═══ Document segment ═══

The fourth Test begins at Old Trafford on September 4, with the series now locked at 1-1.

Joe Root says Ben Stokes' heroics against Australia must act as a marker for his team-mates in the remainder of the Ashes.

England levelled the 2019 series at 1-1 with a dramatic one-wicket win at Headingley on Sunday that owed much to a masterful 135 not out from all-rounder Stokes.

Captain Root had helped set the platform for the victory with 77 but, when Jos Buttler was run out following a mix-up with Stokes, England's hopes of keeping the series alive looked slim.

Australia were on the brink of retaining the Ashes when Stuart Broad fell to James Pattinson but last man Jack Leach made a gritty one not out as Stokes went into one-day mode to see England to their target of 359.

Stokes was also the star when England lifted the Cricket World Cup earlier this year at Lord's and Root wants England to take inspiration from his latest contribution with two Tests still to play.

"We said at the start of the day we just had to believe," Root said at the post-match presentation. 

"We have witnessed some freakish things this summer during the World Cup and I didn't think we would see something so similar happen during the Ashes.

"It was an incredible game of cricket, an incredible atmosphere, Test cricket is alive and kicking, as is this Ashes series. It is fabulous to be able to stand here, be 1-1 all in this series and take all of this in.

"To try and sum up Stokes' innings in words is impossible. He has got previous and he has got that in the bank, he had to call upon all that but to stay as calm and collected as he did in the moment it took a great amount of skill, courage and belief in his own ability. It is a fabulous marker for everyone.

"I am still trying to get my head around everything, it was just amazing. When you are on the right end of these sorts of results it carries a lot of weight. Hopefully it can make a big difference.

"Ben deserves all the plaudits and adulation that he gets given."

England and Australia resume the series at Old Trafford for the penultimate Test of the series, with the action starting on September 4.

Ian Botham hailed Ben Stokes as England's "special one" after his century heroics at Headingley kept the home team alive in the Ashes.

In a performance that evoked memories of Botham's vintage 1981 innings in Leeds, Stokes tore into the Australian attack to transform a match that looked lost.

England's hopeless 67 all out in their first innings left them well off the pace, and when Australia set them 359 to pull off victory it looked highly likely to be out of reach.

When Stuart Broad was ninth man out on 286, England were still 73 short, but Stokes rose to the challenge.

An innings that was built on a foundation of early patience transformed into a Stokes big-hitting masterclass as he repeatedly heaved Australian bowlers to the boundary, his 135 not out including 11 fours and eight sixes.

═══ Entries provided ═══

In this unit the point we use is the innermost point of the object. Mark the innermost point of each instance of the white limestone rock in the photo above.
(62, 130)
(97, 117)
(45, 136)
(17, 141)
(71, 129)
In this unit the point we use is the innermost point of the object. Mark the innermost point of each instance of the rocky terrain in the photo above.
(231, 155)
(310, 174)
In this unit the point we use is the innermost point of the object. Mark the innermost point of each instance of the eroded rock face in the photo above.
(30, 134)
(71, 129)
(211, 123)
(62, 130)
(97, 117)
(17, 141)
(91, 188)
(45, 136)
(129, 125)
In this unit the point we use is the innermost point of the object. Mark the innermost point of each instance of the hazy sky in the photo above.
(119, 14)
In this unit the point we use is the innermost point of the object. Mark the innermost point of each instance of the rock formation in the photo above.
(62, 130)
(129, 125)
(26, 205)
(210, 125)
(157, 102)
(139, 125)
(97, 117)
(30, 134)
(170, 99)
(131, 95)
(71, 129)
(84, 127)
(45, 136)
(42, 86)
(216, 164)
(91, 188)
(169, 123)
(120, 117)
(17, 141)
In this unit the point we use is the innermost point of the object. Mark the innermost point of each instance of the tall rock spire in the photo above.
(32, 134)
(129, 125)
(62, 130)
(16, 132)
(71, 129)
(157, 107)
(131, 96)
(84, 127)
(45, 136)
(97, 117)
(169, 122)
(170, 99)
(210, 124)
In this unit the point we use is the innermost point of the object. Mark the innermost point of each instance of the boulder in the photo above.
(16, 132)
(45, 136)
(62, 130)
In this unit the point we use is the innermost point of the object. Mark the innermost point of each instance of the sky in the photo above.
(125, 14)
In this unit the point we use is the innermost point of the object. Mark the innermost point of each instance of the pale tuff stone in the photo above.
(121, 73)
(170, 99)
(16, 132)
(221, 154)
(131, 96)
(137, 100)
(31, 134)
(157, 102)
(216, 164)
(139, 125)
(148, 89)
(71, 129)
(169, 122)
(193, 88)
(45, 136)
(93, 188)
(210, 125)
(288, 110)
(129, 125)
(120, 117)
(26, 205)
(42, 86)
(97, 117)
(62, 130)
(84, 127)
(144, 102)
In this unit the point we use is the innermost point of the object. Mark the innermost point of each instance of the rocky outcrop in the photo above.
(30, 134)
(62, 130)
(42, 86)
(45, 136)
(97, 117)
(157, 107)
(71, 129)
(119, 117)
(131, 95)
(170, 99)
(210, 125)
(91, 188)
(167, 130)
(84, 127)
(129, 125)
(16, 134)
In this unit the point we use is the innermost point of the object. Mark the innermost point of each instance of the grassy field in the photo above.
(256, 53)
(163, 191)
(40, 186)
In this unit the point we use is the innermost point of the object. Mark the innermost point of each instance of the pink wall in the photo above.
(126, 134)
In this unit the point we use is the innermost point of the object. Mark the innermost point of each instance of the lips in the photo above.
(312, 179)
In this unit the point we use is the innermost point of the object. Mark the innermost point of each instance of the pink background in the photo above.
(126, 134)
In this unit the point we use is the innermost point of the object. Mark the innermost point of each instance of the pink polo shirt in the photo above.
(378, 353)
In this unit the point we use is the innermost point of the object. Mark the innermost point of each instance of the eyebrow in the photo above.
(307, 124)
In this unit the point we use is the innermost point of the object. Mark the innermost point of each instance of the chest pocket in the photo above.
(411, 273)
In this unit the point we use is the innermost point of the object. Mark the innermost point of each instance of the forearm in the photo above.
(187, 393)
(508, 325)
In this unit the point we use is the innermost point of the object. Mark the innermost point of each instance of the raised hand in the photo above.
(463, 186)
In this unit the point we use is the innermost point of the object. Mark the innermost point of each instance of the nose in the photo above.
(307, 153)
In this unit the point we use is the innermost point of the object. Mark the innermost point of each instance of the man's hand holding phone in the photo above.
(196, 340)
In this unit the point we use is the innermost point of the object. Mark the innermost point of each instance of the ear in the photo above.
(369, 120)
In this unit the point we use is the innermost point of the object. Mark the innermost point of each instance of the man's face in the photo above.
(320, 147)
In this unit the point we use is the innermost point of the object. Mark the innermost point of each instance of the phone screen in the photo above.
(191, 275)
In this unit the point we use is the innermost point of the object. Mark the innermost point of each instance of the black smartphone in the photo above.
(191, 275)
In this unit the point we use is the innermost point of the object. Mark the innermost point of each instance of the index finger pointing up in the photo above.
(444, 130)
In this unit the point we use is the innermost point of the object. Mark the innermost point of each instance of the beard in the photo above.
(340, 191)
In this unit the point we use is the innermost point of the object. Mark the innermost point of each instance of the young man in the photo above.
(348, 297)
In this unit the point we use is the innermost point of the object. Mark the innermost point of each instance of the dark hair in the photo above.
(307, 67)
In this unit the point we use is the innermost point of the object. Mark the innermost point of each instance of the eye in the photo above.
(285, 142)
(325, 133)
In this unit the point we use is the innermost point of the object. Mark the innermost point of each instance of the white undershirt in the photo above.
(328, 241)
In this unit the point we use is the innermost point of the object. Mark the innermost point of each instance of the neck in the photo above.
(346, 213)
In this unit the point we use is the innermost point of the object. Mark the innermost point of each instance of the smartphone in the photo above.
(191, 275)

═══

## [Instruction A]
Decide whether each statement agrees with the Headingley article. Answer yes or no for each, and quote the article's deciding words exactly: (i) England's target at Headingley was 359 runs. (ii) Joe Root scored a century in the match. (iii) Stuart Broad was the ninth man out, with England still 73 runs short.
## [Instruction B]
Reproduce the part of the Headingley article that opens with the words containing "Australia were on" and closes with "of this in.".
## [Instruction C]
Pick up the Headingley article after its last sentence and carry it forward.

## [Written response A]
(i) Yes: "see England to their target of 359."
(ii) No: "Captain Root had helped set the platform for the victory with 77"
(iii) Yes: "When Stuart Broad was ninth man out on 286, England were still 73 short"

## [Written response B]
Australia were on the brink of retaining the Ashes when Stuart Broad fell to James Pattinson but last man Jack Leach made a gritty one not out as Stokes went into one-day mode to see England to their target of 359.

Stokes was also the star when England lifted the Cricket World Cup earlier this year at Lord's and Root wants England to take inspiration from his latest contribution with two Tests still to play.

"We said at the start of the day we just had to believe," Root said at the post-match presentation. 

"We have witnessed some freakish things this summer during the World Cup and I didn't think we would see something so similar happen during the Ashes.

"It was an incredible game of cricket, an incredible atmosphere, Test cricket is alive and kicking, as is this Ashes series. It is fabulous to be able to stand here, be 1-1 all in this series and take all of this in.

## [Written response C]
"It takes a remarkable man," Botham said on Sky Sports. "I said this morning that somebody had to front up and somebody has to be strong.

"I've banged Ben Stokes' drum for a long time now and I know other players, when they've seen him, you think there's something special.

"He's the special one, he is very, very valuable to cricket full stop, not just England."

Botham expressed his fear about the future of Test cricket, given the rise of the limited-overs game, but he believes performances such as that of Stokes can draw much-needed attention to the five-day format.

"Today and maybe every so often you need something really special like that," Botham said. "What he did today, the whole country will be up for it now. You'll see kids playing in every park corner."

Former England opener Geoffrey Boycott said the "magical" innings was a highlight for him of a life watching cricket, calling it "the best I've seen in over 50 years".

Shane Warne, Australia's former superstar leg-spinner, said of Stokes: "He's one of those guys you want in the trenches with you.

"He's one of those guys who trains harder than I've ever seen anyone train.

"He's an amazing cricketer. He's a special talent. You can have all that but still when the opportunity presents itself you need someone to take it.

"If you were to choose one guy in that England side to try to get it done like that, you would choose Ben Stokes.

"But you still have to get it done. It's easy to say all that but to get it done the way he did was just unbelievable."

Jack Leach joked he was distracted by Ben Stokes not being able to watch him bat as England completed one of the great Ashes Test wins against Australia.

Stokes made a magnificent 135 not out as England triumphed by one wicket at Headingley on Sunday, levelling the series despite making just 67 in their first innings.

Leach played a vital supporting role despite making a single run as part of the 76 partnership that saw England home in front of a raucous Leeds crowd.

While Stokes thrashed Australia's bowlers around the park to rapidly reduce the runs needed, Leach was able to survive - despite his nervous partner being unable to watch.

"It put me off a little bit!" Leach told Sky Sports of Stokes looking away.

"He said he couldn't watch one ball and then when another was coming in I could see he couldn't watch again. I was like, 'have a bit of faith!'

"It's a big boost, it's 1-1 now with all to play for. We were desperate to win the game and somehow we pulled it off so it was very special.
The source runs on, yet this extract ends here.